Saved data entries
· · · ·
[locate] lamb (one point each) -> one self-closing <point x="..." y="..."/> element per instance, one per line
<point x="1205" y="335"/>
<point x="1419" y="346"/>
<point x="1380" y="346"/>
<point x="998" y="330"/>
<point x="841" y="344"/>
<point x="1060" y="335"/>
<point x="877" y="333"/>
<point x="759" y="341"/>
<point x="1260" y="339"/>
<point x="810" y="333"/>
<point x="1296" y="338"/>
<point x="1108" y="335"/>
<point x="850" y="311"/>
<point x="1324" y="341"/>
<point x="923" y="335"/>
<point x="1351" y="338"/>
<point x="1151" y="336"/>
· · · ·
**WORK REQUIRED**
Reproduce every line of the entries above verbatim, from the first line through the last point.

**EXERCISE OUTPUT**
[locate] lamb (one point each) -> one self-closing <point x="..." y="..."/> element per instance, one per line
<point x="1205" y="335"/>
<point x="1419" y="346"/>
<point x="1380" y="346"/>
<point x="998" y="330"/>
<point x="841" y="344"/>
<point x="1060" y="335"/>
<point x="877" y="333"/>
<point x="759" y="341"/>
<point x="1260" y="339"/>
<point x="810" y="333"/>
<point x="1296" y="338"/>
<point x="1108" y="335"/>
<point x="850" y="311"/>
<point x="1324" y="341"/>
<point x="923" y="335"/>
<point x="1351" y="338"/>
<point x="1151" y="336"/>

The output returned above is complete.